(Data listing)

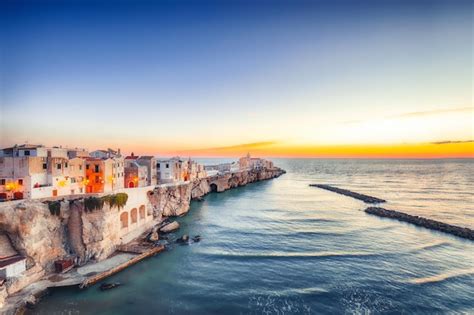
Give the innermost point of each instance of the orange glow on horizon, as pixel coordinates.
(424, 150)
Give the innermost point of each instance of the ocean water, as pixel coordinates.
(282, 247)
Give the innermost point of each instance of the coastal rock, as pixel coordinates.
(173, 226)
(35, 234)
(183, 239)
(154, 237)
(44, 238)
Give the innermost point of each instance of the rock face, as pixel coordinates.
(35, 234)
(173, 226)
(175, 200)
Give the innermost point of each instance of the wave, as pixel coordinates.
(288, 255)
(432, 245)
(443, 276)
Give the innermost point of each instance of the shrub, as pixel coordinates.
(93, 203)
(117, 200)
(54, 207)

## OBJECTIVE
Recast the records above as a two-column CSV headed text and answer, with one row for each line of text paired with its answer, each field in double quotes and any line breaks within a field turned into spaces. Leave the pictures out.

## FINAL RESULT
text,answer
"Give the innermost point of each instance of the orange glow on horizon, as pixel coordinates.","(424, 150)"
"Give the innermost point of each instance of the ocean water, as pixel coordinates.","(282, 247)"
"Give the innermost point of each instance of the coastal rock, as pixel coordinates.","(173, 226) (35, 234) (183, 239) (154, 237) (44, 238)"
"Give the innermost point of each instance of the rock face, as pixel coordinates.","(35, 234) (173, 226) (175, 200)"
"Give the innermost point of each instance of the wave, as pixel coordinates.","(288, 255) (432, 245) (443, 276)"
"Give the innermost point of each instance of the shrub, as pixel coordinates.","(93, 203) (117, 200) (54, 207)"